------ SUPPLIED ENTRIES

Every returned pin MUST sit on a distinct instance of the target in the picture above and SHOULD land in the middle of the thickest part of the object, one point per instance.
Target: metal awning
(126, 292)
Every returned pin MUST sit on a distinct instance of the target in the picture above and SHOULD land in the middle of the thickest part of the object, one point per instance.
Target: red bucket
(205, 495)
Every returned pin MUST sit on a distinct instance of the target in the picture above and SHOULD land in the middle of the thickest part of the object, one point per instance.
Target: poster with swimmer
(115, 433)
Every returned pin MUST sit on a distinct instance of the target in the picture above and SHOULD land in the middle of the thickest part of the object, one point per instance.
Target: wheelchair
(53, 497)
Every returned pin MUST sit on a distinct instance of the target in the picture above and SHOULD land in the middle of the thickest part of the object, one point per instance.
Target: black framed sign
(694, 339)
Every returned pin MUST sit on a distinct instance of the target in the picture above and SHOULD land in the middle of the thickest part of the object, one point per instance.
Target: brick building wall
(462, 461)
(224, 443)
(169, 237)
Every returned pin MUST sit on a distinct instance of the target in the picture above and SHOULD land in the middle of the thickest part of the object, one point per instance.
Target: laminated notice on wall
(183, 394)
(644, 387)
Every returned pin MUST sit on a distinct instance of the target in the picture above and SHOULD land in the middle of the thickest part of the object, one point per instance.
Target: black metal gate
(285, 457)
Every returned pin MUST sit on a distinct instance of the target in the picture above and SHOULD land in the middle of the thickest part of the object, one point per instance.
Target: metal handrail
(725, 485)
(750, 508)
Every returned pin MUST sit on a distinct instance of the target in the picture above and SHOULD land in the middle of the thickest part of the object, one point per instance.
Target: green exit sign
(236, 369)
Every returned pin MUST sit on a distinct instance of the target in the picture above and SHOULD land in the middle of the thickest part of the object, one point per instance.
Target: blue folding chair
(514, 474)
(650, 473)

------------
------ SUPPLIED ENTRIES

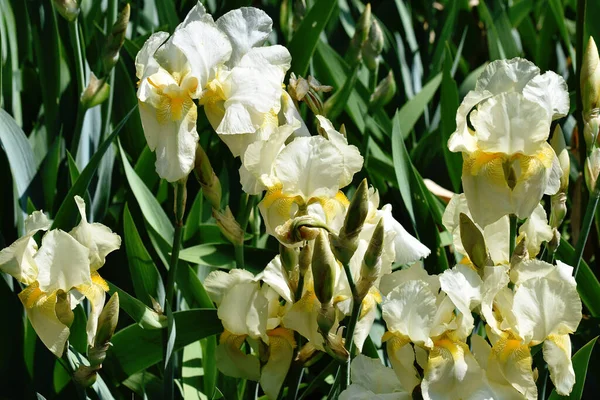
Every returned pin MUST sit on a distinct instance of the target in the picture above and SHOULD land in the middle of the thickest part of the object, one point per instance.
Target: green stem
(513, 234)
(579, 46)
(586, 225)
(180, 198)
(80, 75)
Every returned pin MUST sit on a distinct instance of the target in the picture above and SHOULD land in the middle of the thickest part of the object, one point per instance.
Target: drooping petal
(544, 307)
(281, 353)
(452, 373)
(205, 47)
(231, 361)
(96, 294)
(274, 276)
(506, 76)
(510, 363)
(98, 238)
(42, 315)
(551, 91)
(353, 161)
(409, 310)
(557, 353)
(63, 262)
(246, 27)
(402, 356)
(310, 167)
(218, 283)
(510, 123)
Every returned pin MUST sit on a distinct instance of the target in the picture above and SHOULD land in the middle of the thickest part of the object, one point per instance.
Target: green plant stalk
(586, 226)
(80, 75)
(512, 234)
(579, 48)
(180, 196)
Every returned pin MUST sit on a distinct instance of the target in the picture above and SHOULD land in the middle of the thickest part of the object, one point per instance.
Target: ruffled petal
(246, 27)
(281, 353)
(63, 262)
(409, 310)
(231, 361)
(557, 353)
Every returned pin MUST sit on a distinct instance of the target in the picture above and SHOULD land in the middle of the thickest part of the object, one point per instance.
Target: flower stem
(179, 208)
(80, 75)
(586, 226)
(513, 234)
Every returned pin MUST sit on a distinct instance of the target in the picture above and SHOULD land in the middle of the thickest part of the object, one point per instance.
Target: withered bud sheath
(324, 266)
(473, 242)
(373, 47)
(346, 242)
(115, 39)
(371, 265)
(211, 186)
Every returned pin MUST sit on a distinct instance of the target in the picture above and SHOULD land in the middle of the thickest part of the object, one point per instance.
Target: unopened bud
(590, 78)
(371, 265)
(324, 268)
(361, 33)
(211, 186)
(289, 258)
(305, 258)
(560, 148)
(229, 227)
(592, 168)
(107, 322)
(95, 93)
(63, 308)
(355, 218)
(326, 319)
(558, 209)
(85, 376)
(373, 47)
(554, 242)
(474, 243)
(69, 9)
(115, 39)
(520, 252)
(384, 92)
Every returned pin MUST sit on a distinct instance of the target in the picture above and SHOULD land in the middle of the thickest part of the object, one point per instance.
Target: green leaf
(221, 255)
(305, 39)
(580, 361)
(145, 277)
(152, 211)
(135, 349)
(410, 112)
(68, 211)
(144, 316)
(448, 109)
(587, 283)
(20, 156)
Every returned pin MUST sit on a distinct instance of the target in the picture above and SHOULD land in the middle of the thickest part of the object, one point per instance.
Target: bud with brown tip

------------

**TASK TO COMPLETE:**
Count the lines in the entries above that contain the string "metal", treating case as significant, and give only the number.

**TASK RESULT:**
3